__Set problem__. Retype every entry in its entirety, without alteration.
-- BEGIN Listing --
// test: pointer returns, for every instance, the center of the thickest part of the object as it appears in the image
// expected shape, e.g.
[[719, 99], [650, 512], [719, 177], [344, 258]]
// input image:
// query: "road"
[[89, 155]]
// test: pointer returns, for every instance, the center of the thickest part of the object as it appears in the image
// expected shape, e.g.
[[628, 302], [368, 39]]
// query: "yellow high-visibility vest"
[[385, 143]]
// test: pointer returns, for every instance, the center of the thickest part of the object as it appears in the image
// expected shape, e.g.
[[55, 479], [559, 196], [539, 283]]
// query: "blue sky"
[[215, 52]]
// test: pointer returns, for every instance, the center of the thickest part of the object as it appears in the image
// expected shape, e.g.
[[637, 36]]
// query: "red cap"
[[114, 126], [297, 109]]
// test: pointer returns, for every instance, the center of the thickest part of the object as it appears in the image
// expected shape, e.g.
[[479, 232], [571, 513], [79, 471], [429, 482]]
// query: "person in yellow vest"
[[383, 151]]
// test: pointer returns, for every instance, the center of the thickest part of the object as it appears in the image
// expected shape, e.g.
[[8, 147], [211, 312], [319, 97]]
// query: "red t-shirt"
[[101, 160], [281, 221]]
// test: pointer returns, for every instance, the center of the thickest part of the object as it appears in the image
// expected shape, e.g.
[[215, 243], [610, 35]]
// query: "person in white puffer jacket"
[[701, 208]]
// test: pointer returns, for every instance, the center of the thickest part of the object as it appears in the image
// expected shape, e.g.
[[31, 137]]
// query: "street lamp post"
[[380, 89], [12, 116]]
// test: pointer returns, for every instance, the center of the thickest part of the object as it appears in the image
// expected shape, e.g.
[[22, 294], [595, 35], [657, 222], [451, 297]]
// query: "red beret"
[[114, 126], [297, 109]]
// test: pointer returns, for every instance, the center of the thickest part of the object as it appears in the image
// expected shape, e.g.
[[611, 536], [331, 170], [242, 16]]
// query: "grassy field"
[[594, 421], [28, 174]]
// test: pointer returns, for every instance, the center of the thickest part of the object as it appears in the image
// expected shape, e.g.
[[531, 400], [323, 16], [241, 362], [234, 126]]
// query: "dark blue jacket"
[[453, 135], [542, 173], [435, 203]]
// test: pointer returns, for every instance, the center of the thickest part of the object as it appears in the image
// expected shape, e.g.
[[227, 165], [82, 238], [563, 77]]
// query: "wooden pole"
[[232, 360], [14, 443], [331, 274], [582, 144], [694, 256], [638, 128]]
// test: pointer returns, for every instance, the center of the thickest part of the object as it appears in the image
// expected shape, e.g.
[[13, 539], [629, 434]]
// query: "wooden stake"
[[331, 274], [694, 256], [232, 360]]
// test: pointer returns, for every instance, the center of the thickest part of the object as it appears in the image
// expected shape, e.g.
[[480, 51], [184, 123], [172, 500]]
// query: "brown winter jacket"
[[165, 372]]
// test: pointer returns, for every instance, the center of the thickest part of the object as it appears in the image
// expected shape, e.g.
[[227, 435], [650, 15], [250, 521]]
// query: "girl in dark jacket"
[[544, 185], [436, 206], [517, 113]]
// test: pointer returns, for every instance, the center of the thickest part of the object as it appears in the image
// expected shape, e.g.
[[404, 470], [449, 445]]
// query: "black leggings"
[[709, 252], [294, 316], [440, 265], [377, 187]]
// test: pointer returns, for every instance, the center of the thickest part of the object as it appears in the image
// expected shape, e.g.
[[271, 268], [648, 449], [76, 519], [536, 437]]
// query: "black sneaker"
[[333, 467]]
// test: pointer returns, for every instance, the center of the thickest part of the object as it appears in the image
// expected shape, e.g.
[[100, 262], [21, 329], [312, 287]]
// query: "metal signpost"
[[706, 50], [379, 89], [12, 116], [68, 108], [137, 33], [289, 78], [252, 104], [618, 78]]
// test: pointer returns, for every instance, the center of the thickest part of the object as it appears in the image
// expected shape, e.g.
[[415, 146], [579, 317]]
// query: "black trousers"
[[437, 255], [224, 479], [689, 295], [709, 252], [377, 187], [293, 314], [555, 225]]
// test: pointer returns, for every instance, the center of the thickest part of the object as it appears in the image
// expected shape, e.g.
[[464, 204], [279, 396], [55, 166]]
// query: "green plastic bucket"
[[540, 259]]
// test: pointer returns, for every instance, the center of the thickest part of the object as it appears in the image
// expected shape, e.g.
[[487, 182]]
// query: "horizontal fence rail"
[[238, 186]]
-- END Listing --
__Solution to the problem__.
// test: pointer returns, for every instance, the center of the thickest part of the object as it appears in the image
// expected shape, e.g.
[[719, 99], [650, 512], [719, 177], [344, 258]]
// input image:
// query: "road"
[[89, 155]]
// test: pointer returns, for every instance, the center of the thickest part of the object as it appears in the image
// expected shape, e.g.
[[628, 302], [368, 39]]
// query: "yellow high-visibility vest"
[[385, 143]]
// test: pointer returns, for every instance, the center of the thickest part of the object as it appears in the image
// expected shape, e.g.
[[55, 479], [559, 196], [539, 283]]
// query: "blue sky"
[[215, 52]]
// test: pointer returns, for every instance, the center of the thickest part of the object as it appears in the image
// expected shape, e.g.
[[637, 36]]
// query: "red cap"
[[114, 126], [297, 109]]
// test: pointer returns, for every instance, the center of the thickest part of the object as it appears in the image
// expected shape, e.g.
[[479, 232], [571, 513], [79, 471], [429, 482]]
// query: "person in yellow vest"
[[383, 151]]
// test: pointer returns, for every instance, the center of the thickest part of the object as it appears in the image
// expected shape, e.g.
[[8, 147], [211, 312], [319, 97]]
// query: "red t-shirt"
[[101, 160], [281, 221]]
// test: pointer returns, for every instance, the center of the thickest part of the object as it appears in the image
// expected shape, e.g.
[[215, 243], [610, 35]]
// query: "person in white puffer jacket"
[[701, 208]]
// test: pointer returns, for every instance, the center of the thickest part of the object as it appears in the image
// expected shape, e.g.
[[31, 137]]
// query: "street lamp post"
[[380, 89], [12, 116]]
// test: pointer returns, for every instance, the center of the thickest part of the object as it appears in the image
// expected shape, e.g.
[[22, 294], [595, 35], [657, 222], [451, 297]]
// query: "red beret"
[[114, 126], [297, 109]]
// test: pointer returns, for every instance, the center of the thickest part of the object as it appears in the image
// expected shape, e.g.
[[611, 536], [331, 170], [242, 16]]
// query: "grassy field"
[[594, 421], [28, 174]]
// test: pointer returns, for every instance, the center of the thickest part of the object as it appears in the image
// expected shape, e.g.
[[531, 400], [323, 16], [241, 362], [234, 126]]
// query: "dark blue jacket"
[[453, 135], [542, 173], [435, 203]]
// test: pointer returns, for every instance, the center of the thickest part of the object as it appears in the image
// expected shape, e.g.
[[227, 165], [82, 238], [563, 77]]
// query: "wooden pole"
[[232, 360], [14, 443], [331, 274], [582, 144], [694, 256], [638, 128]]
// test: pointer returns, for every instance, the center of the thickest part of the object as it appears in the image
// expected shape, e.g.
[[13, 539], [629, 434]]
// query: "wooden stake"
[[331, 274], [694, 256], [232, 360]]
// test: pointer returns, for every instance, the center of the thickest part of the object as it appears in the image
// expected shape, e.g.
[[480, 51], [184, 123], [172, 500]]
// query: "brown winter jacket"
[[165, 372]]
// test: pointer returns, for every instance, the center of the thickest part of the object as it appears in the image
// expected shape, e.g.
[[227, 435], [650, 15], [250, 521]]
// query: "girl in dark jacket"
[[544, 185], [436, 206], [517, 113]]
// test: pointer returns, for every instance, the center of the thickest part of the object as it appears in the image
// expected shape, e.g.
[[404, 470], [449, 445]]
// query: "black leggings"
[[709, 252], [294, 316], [440, 265], [377, 187]]
// test: pointer returns, for every instance, the center of the thickest part of the object as it appears in the image
// expected shape, e.g.
[[271, 268], [648, 449], [76, 519], [536, 437]]
// query: "black sneaker"
[[333, 467]]
// test: pointer returns, for every instance, the center of the thickest part of the object as it appears in the image
// expected shape, e.g.
[[100, 262], [21, 329], [312, 287]]
// query: "metal signpost"
[[706, 50], [379, 89], [12, 116], [68, 108], [137, 33], [289, 78], [252, 104], [618, 78]]
// test: pointer returns, for every instance, the center of the thickest part of the object as it appears in the image
// expected shape, e.g.
[[415, 146], [579, 317]]
// query: "black trousers"
[[437, 255], [224, 479], [689, 295], [709, 252], [377, 187], [293, 314], [555, 225]]
// test: pointer returns, for every instance, the center of the thickest part of the object as it appears in the image
// expected shape, e.g.
[[464, 204], [279, 396], [55, 166]]
// query: "green plastic bucket"
[[540, 259]]
// test: pointer returns, for every instance, the center of the thickest part of the object as it appears in the image
// expected shape, e.g.
[[487, 182]]
// query: "horizontal fence rail"
[[238, 186]]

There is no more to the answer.